▶ **Exercise**
Check each line of the data for "rose" and select those that have it.

Free-text object descriptions
------------------------------------

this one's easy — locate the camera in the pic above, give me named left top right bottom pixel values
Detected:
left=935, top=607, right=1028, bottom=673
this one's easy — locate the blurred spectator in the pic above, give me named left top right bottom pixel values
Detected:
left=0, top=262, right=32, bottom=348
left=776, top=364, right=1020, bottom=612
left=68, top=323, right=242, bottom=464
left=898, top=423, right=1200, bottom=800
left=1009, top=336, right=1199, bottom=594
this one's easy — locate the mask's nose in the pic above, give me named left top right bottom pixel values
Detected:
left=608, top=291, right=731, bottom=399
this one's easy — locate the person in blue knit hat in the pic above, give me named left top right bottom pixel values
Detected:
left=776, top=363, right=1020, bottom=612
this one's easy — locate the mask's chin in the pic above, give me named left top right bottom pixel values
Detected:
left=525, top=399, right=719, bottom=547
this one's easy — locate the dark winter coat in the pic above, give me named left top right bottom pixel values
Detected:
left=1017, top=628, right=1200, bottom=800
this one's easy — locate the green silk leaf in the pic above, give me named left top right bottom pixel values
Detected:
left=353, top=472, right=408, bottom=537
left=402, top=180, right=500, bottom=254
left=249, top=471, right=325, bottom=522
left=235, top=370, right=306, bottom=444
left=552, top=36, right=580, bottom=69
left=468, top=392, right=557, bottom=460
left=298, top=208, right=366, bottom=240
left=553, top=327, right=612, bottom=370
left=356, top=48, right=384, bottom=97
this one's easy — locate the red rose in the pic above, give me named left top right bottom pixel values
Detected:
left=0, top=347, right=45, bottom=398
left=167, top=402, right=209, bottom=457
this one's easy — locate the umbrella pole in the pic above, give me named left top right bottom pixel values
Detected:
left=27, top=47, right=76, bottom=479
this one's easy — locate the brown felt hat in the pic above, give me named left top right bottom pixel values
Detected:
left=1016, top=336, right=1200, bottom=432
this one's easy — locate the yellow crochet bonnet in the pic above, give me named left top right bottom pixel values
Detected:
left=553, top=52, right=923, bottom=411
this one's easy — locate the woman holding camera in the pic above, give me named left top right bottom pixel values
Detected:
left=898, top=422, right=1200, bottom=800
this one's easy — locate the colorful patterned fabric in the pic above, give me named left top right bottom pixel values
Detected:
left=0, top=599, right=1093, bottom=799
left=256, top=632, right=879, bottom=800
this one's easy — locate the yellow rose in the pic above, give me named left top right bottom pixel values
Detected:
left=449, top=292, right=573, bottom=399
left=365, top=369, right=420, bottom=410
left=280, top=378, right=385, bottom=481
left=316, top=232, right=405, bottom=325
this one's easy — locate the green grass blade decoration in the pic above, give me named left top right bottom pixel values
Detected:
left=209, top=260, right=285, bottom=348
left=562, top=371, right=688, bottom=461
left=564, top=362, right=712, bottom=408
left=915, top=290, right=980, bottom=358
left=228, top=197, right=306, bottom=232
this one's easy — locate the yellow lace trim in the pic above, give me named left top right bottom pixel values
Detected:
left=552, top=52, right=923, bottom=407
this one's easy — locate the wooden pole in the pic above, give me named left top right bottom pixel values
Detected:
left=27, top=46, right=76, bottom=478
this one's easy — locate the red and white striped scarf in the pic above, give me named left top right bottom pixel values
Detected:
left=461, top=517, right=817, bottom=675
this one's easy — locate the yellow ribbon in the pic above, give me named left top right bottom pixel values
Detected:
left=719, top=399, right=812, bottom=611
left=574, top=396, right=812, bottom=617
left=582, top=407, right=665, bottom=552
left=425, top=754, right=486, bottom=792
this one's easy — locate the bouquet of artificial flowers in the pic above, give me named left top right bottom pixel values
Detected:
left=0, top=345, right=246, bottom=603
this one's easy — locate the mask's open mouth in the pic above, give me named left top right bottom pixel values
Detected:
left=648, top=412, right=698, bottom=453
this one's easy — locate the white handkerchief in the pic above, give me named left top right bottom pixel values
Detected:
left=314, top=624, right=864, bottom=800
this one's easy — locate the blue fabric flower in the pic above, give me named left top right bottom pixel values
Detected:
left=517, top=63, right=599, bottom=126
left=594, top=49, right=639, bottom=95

------------------------------------

▶ **Answer box**
this one's easy — locate the red rose in the pic above, give me named left top right bottom pixel values
this one's easy — locate the yellow rose in the pic above, give me named left top right bottom pixel values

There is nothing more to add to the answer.